SET OF TASKS:
**A.** In the passive design passage, what do hybrid systems use active systems to do?
**B.** Name every example of a hybrid system that the passive design passage gives.
**C.** Please proceed with the passive design passage from its final line onward.

TEXT SECTION:
*****
This is as opposed to 'active' design which makes use of active building services systems to create comfortable conditions, such as boilers and chillers, mechanical ventilation, electric lighting, and so on. Buildings will generally include both active and passive measures.
Hybrid systems use active systems to assist passive measures, for example; heat recovery ventilation, solar thermal systems, ground source heat pumps, and so on. Very broadly, where it is possible to do so, designers will aim to maximise the potential of passive measures, before introducing hybrid systems or active systems. This can reduce capital costs and should reduce the energy consumed by the building.
However, whilst passive design should create buildings that consume less energy, they do not always produce buildings that might be considered 'sustainable' as sustainability is dependent on a range of criteria, only one of which is energy usage.
Passive design can include:
- Material selection.
- Thermal mass.
- Internal layout.
*****
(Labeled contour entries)

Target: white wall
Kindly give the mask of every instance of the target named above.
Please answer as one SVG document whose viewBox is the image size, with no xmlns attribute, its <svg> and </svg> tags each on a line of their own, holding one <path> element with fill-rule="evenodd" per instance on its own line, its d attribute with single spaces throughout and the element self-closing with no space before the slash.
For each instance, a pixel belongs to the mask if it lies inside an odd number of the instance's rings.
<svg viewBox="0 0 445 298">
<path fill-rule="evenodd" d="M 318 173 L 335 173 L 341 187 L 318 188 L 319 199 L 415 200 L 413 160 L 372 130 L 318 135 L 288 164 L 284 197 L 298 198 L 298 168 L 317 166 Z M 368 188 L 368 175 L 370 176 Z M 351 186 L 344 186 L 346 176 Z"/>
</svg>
*****
WRITTEN RESPONSES:
**A.** They use active systems to assist passive measures.

**B.** Heat recovery ventilation, solar thermal systems, ground source heat pumps

**C.**
- The positioning of openings to allow the penetration of solar radiation, visible light and for ventilation.
In its simplest form, a shallow building orientated perpendicular to the prevailing wind with openings on both sides, will allow sunlight to penetrate into the middle of the building and will enable cross ventilation. This should reduce the need for artificial lighting and may mean that cooling systems and mechanical ventilation are not necessary. In taller buildings, stack ventilation can be used to draw fresh air through a building, and in deeper buildings atriums or courtyards can be introduced to allow light into the centre of the floor plan.
However, difficulties arise, for example; when buildings have cellular spaces that block the passage of solar radiation and air, or where site constraints create complex massing or mean that windows cannot be opened because of noise or air quality issues. This can lead to the introduction of more complex passive measures, such as trombe walls, solar chimneys (or thermal chimneys), solar stacks, acoustic louvres, thermal labyrinths, and so on.
The situation is complicated further by different climates, changing seasons, and the transition from day to night, so that passive design may have to allow different modes of operation, sometimes rejecting external inputs and expelling the build up of internal conditions, whilst at other times, capturing external inputs and retaining internal conditions.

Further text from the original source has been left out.